* _PROBLEM 1_
Based on the meeting notes, say whether each statement agrees with the text. Answer yes or no, and quote the words that decide it.
(a) Rodrigo Lopez was among the attendees from the Sanger Centre.
(b) Peter will implement the ACD changes after he returns from the China ICGEB course.
(c) Gary was told the ACD files would be cleaned up right away.

* _DOCUMENT TEXT_

:::::

EMBOSS: Project Meeting (Mar 29th 1999)

Attendees

Sanger Centre: Peter Rice, Ian Longden, Richard Bruskiewich
HGMP: Alan Bleasby, Val Curwen, Thon de Boer, Mark Faller, Sinead O'Leary, Gary Williams
EBI:
Apologies: Rodrigo Lopez, Martin Senger

1. Matters Arising

Peter has reviewed the proposed ACD changes and will implement them after his return from the China ICGEB course. They will make processing more efficient and simpler, but it is better not to make the changes and commit them just before going away because ACD processing is basically fine.

Gary asked about cleaning up the ACD files. This can be done later for consistency. Most of the things that need to change are workarounds which are superceded by ACD improvements. The workarounds should still be fine.

Peter will implement the latest additions to the ACD graph processing. Ian has produced a list of all current graph options.

:::::

* _RECORD SET_
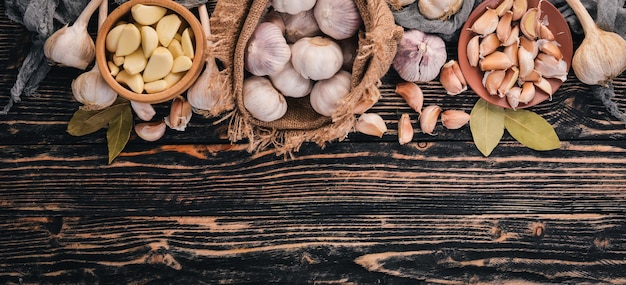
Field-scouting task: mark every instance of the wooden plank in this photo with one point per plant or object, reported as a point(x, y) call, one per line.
point(353, 248)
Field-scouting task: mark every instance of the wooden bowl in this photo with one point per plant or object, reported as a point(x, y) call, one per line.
point(474, 76)
point(122, 13)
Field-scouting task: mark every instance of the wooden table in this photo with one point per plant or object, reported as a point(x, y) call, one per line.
point(194, 208)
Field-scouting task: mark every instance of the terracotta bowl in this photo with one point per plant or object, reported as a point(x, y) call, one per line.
point(122, 13)
point(474, 75)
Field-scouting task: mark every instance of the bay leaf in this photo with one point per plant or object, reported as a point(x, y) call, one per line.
point(85, 122)
point(487, 126)
point(531, 130)
point(118, 132)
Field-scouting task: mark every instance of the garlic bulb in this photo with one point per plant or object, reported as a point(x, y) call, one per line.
point(339, 19)
point(439, 9)
point(316, 58)
point(262, 100)
point(74, 38)
point(267, 51)
point(290, 83)
point(420, 56)
point(293, 7)
point(326, 95)
point(300, 25)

:::::

* _PROBLEM 2_
Convert the lines of the records, from the line containing "Field-scouting task: mark every instance of the terracotta" through the end of the records, inclusive, into a Markdown table with the columns n and Line. Number each row, and leave out blank lines.

* _TASK OUTPUT 1_
(a) No: "Apologies: Rodrigo Lopez, Martin Senger"
(b) Yes: "Peter has reviewed the proposed ACD changes and will implement them after his return from the China ICGEB course."
(c) No: "This can be done later for consistency."

* _TASK OUTPUT 2_
| n | Line |
|---|---|
| 1 | Field-scouting task: mark every instance of the terracotta bowl in this photo with one point per plant or object, reported as a point(x, y) call, one per line. |
| 2 | point(122, 13) |
| 3 | point(474, 75) |
| 4 | Field-scouting task: mark every instance of the bay leaf in this photo with one point per plant or object, reported as a point(x, y) call, one per line. |
| 5 | point(85, 122) |
| 6 | point(487, 126) |
| 7 | point(531, 130) |
| 8 | point(118, 132) |
| 9 | Field-scouting task: mark every instance of the garlic bulb in this photo with one point per plant or object, reported as a point(x, y) call, one per line. |
| 10 | point(339, 19) |
| 11 | point(439, 9) |
| 12 | point(316, 58) |
| 13 | point(262, 100) |
| 14 | point(74, 38) |
| 15 | point(267, 51) |
| 16 | point(290, 83) |
| 17 | point(420, 56) |
| 18 | point(293, 7) |
| 19 | point(326, 95) |
| 20 | point(300, 25) |